▶ _Instruction 1_
Return every line of the records that contains the string "coffee", treating uppercase and lowercase letters as different.

▶ _Text excerpt_
My favourite statistic is that last autumn Lending Club reduced the number of data points it provided to lenders by 44.  AFAIK this number of data points is more than UK platforms generally provide in the first place.

It is interesting how often one doesn’t even get informed of the rate the borrower is paying.  You’d like to know – right?

If you can’t see the list of all the assets it all becomes a bit black-box like doesn’t it?

A bit like a marketplace where everything is under the counter and unseen until you buy it…

Hmmm…

6) Cherry Picking

Whenever I think about the above point re very little data I always wonder how the funds that invest in P2P assets manage to add all the value they, like all fund managers, claim to add in return for their fees.

Do retail investors choose assets at the same time as institutions?

Or do institutions get first bite at the cherry?

Do institutions get superior information to Joe Public?

Interesting questions?

Are there standards across the industry or does your favourite platform treat the institutional investor better or pari passu with the punters? I think we know it won’t treat them worse ;-)

7) Legal Debt

Many of the above issues have legal angles.

The law is a funny thing.  Makes a lot of money for lawyers so they don’t mind.

But it’s only when something has been tried and tested in the courts that you know whether that expensive document you have was worth what you paid for it.

Right now P2P has a whole variety of highly important structures. And from what I hear there is rather more than a splash of “Legal Debt” in P2P.

For example around provision funds – boards, trusts, arms-length, semi-arms-length, connected. And what about investment guidelines? (an absolutely non-trivial issue I can assure you).

For example around platform collapse.  Having seen firms collapse things like “who has the key to the safe”, “the passwords” etc etc become of immense practical importance to (as they do in disaster recovery – which can be all too closely allied to legal risk).

This is probably one of the loosest nuts and bolts on the whole P2P show. 

Partly because it hasn’t had many test cases. 

But also as, if one is a startup that grows fast, it’s one of those many lags – tech debt, risk debt, legal debt, etc – that end up needing paying off sooner or later.

One way or another.

8) Cyber Risk, Fraud et al

Talking of disasters…

Cyber crime is of course a huge issue affecting all businesses right now.  And all businesses do something about it (we hope).

But if the Chairman of HSBC says its one of the major risks a bank, of their size, with their resources, faces then you can be sure it’s a challenge for anyone.

▶ _Instruction 2_
List the numbered section headings that appear in the excerpt on P2P lending.

▶ _Pointing dataset records_

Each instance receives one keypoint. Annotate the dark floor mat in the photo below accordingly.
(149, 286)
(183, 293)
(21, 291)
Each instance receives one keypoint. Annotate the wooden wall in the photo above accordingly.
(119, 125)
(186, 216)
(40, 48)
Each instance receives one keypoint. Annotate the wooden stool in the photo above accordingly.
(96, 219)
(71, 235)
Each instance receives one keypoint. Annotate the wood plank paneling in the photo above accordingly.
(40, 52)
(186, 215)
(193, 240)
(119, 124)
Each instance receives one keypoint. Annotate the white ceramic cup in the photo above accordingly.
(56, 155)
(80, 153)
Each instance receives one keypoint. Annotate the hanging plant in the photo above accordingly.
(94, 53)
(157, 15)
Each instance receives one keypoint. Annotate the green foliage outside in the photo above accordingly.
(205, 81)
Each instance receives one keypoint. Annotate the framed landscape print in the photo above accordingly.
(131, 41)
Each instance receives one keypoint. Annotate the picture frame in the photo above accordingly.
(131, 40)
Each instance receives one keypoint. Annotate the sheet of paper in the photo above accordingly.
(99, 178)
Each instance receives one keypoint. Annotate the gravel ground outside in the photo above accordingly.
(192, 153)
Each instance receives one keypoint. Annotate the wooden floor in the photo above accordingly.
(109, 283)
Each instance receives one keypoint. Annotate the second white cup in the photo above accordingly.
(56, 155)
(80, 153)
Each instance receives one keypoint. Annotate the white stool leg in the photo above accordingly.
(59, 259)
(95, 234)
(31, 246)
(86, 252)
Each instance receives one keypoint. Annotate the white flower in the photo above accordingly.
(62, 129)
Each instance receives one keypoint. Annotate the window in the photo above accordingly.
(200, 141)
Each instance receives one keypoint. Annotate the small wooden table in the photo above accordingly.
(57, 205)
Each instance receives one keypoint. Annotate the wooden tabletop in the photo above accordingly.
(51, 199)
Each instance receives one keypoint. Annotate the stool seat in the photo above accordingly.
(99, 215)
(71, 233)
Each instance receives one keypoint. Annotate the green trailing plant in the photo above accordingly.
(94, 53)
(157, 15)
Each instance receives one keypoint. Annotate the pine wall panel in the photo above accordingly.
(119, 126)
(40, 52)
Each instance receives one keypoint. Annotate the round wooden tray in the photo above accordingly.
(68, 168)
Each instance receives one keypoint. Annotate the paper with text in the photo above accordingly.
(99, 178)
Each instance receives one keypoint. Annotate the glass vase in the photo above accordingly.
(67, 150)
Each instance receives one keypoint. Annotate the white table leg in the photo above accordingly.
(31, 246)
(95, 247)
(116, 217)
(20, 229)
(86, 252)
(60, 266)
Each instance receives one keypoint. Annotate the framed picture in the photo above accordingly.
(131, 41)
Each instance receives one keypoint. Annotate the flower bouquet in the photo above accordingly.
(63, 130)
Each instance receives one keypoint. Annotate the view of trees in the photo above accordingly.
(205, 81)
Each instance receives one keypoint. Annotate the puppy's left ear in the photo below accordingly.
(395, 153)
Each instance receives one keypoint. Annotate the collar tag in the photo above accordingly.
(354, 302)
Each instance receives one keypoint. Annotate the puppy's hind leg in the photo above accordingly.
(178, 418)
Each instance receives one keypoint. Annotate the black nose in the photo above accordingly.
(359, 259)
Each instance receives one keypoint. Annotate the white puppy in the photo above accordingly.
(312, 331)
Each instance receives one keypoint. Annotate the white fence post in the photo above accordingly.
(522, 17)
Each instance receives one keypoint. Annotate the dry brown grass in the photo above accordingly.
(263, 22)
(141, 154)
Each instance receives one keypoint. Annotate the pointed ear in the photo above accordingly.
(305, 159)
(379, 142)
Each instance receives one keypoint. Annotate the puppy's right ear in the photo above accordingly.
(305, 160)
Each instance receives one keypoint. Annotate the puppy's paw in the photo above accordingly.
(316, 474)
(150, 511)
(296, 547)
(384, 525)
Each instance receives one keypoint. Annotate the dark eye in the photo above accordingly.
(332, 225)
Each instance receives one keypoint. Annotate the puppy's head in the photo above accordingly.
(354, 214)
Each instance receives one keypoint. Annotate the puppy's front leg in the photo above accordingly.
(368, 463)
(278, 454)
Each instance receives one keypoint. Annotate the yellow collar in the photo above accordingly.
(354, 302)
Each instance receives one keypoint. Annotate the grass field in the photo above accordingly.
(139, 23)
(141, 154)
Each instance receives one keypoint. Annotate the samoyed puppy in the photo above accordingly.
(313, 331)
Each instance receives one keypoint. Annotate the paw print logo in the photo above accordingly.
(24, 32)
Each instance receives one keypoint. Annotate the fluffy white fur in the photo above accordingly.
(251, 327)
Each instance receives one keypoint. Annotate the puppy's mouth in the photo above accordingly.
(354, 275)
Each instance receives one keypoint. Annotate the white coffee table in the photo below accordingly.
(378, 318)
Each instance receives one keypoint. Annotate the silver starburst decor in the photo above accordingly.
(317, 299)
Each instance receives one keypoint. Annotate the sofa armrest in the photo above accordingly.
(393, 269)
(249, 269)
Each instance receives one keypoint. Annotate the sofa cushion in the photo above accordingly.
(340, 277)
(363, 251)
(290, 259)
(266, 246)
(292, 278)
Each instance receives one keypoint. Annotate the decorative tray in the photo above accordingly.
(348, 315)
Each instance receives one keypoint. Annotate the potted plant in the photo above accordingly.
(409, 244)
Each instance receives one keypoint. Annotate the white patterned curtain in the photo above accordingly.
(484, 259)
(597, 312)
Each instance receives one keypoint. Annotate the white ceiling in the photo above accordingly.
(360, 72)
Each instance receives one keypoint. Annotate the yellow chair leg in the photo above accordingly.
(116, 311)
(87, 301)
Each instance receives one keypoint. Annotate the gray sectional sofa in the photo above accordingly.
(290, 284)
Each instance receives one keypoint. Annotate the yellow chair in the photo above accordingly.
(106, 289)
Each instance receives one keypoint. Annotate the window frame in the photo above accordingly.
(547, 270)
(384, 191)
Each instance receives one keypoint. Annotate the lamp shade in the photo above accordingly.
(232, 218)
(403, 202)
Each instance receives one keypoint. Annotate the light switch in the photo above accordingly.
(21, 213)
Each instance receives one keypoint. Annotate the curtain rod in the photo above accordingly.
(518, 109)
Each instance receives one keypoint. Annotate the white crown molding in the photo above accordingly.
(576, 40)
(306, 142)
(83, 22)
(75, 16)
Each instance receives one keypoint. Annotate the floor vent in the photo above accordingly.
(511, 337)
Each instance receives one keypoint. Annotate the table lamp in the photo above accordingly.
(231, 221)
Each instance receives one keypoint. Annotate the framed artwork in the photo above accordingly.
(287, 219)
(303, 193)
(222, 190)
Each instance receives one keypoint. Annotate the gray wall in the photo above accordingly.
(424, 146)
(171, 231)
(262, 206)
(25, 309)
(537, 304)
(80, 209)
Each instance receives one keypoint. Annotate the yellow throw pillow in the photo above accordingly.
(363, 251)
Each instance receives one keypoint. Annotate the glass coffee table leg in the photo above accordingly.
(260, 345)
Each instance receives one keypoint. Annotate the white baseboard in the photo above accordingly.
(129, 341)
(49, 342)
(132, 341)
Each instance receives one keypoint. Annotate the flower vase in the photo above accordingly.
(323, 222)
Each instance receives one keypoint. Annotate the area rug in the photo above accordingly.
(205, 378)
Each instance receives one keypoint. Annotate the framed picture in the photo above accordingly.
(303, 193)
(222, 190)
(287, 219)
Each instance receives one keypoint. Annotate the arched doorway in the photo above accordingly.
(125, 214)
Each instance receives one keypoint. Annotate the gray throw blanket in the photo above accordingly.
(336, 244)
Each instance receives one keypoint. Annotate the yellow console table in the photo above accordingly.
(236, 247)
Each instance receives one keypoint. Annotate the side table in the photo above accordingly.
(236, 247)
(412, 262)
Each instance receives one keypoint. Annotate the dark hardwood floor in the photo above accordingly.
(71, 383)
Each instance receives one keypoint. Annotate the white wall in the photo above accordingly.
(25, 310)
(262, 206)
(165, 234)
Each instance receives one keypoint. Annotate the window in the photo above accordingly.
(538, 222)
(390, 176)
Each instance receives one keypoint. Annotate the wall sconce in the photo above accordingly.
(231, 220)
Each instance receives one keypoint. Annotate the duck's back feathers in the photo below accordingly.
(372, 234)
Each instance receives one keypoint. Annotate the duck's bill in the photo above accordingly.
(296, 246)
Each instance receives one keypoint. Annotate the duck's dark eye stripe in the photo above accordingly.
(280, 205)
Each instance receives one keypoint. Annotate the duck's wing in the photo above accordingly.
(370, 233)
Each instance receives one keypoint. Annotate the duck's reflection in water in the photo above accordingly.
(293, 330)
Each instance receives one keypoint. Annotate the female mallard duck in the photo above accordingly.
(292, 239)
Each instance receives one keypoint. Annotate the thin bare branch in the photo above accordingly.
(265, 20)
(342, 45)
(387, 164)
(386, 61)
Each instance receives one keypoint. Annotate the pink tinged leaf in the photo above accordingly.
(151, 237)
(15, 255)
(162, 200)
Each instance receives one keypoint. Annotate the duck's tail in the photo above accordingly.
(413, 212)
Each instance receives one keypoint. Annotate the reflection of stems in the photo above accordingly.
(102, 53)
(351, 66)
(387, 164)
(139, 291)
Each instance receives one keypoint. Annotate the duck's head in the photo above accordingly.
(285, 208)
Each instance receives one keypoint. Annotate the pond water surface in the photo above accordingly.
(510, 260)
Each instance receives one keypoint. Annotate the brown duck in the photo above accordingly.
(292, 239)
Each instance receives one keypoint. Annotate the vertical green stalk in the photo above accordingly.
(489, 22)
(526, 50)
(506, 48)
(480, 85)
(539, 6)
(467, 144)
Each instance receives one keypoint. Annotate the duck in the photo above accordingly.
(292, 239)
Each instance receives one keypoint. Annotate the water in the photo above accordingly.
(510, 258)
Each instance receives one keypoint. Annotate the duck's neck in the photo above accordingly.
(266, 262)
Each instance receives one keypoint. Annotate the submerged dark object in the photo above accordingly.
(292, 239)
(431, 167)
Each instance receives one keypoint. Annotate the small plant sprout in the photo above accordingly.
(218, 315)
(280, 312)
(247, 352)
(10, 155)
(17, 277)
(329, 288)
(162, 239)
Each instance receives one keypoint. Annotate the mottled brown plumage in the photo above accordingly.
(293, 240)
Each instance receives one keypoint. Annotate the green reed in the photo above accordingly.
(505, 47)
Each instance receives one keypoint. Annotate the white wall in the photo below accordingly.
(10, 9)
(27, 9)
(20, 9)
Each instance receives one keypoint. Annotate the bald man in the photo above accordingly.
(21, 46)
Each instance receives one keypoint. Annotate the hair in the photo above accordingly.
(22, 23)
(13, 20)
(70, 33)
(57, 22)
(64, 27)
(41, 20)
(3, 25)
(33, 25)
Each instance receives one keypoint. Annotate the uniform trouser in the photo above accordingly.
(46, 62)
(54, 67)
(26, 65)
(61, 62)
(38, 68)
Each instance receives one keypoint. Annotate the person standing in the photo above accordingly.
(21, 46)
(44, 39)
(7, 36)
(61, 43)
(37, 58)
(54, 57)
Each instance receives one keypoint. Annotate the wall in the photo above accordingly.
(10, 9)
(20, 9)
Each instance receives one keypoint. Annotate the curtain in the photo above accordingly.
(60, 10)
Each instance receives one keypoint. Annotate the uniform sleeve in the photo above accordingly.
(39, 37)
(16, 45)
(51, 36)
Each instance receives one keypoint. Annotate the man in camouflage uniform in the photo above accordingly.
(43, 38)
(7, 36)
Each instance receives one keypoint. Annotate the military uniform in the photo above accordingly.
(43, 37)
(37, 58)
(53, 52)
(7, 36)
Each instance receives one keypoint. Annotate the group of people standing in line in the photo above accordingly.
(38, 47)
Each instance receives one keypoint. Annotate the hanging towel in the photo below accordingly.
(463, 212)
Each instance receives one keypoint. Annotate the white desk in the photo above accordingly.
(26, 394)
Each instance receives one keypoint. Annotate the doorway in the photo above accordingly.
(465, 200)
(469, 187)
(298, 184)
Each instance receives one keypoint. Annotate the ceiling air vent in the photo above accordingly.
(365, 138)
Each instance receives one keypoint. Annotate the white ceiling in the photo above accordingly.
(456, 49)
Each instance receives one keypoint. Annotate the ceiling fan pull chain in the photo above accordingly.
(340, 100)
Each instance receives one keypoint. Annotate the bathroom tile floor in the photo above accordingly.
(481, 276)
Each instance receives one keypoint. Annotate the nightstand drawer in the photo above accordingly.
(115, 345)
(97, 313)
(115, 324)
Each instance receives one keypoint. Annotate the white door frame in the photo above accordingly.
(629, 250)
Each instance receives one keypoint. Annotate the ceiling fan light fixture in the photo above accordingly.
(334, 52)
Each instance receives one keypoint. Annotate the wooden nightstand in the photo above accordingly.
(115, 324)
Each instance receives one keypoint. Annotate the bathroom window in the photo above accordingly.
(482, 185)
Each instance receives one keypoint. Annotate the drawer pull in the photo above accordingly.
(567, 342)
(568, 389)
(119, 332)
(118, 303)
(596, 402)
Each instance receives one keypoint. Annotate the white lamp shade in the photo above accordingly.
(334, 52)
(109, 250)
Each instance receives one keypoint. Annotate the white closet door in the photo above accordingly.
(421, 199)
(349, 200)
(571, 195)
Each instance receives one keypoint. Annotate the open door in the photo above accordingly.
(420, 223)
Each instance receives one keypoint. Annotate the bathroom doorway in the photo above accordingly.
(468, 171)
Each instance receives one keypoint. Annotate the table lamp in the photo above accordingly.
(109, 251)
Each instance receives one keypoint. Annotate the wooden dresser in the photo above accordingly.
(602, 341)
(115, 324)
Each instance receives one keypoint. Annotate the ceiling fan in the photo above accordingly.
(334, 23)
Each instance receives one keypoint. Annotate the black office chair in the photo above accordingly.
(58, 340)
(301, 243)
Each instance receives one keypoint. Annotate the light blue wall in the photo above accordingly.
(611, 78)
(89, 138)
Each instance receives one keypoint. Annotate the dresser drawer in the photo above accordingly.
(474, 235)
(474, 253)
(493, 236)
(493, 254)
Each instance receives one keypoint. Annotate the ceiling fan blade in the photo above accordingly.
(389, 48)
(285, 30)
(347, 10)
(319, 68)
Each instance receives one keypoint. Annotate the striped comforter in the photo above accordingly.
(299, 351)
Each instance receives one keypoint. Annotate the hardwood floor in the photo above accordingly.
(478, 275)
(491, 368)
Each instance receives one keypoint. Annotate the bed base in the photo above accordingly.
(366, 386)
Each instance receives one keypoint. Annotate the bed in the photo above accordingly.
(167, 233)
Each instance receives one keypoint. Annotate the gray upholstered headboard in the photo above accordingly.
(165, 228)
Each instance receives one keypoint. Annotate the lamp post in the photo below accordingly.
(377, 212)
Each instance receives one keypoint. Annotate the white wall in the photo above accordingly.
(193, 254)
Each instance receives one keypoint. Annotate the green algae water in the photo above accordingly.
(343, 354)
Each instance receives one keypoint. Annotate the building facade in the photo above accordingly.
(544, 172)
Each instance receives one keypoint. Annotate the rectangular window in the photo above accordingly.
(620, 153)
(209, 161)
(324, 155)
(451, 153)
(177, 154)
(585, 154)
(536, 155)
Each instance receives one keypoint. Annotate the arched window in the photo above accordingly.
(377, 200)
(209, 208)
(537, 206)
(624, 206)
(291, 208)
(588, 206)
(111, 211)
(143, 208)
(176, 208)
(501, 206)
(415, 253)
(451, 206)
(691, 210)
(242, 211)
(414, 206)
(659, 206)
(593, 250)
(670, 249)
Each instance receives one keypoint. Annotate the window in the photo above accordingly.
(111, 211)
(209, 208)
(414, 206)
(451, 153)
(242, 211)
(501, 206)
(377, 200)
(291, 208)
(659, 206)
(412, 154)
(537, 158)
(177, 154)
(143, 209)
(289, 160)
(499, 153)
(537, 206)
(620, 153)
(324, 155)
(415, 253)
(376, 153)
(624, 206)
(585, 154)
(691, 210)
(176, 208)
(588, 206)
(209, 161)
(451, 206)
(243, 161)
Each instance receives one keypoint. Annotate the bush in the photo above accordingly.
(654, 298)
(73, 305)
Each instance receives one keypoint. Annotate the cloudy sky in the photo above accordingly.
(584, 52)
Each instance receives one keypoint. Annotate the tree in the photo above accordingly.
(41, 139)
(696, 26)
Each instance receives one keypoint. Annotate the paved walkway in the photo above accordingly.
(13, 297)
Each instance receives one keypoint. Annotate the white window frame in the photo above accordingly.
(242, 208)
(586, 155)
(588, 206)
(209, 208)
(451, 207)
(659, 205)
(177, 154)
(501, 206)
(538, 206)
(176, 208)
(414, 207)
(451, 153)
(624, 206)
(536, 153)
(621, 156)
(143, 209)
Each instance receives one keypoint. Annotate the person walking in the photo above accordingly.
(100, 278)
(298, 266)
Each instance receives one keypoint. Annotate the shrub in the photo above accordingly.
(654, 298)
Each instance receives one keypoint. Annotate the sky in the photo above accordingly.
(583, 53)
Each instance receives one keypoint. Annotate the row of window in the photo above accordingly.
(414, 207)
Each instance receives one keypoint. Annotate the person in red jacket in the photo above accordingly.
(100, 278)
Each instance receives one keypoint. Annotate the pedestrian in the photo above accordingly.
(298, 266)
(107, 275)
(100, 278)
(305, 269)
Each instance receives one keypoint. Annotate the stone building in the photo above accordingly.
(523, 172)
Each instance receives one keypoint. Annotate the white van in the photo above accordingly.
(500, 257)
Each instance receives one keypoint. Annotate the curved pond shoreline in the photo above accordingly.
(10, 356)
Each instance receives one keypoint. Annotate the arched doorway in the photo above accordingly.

▶ _Exercise result 1_
Each instance receives one keypoint. Annotate the white coffee table in the photo below accordingly.
Each instance receives one keypoint. Annotate the glass coffee table leg in the photo above accordingly.

▶ _Exercise result 2_
6) Cherry Picking
7) Legal Debt
8) Cyber Risk, Fraud et al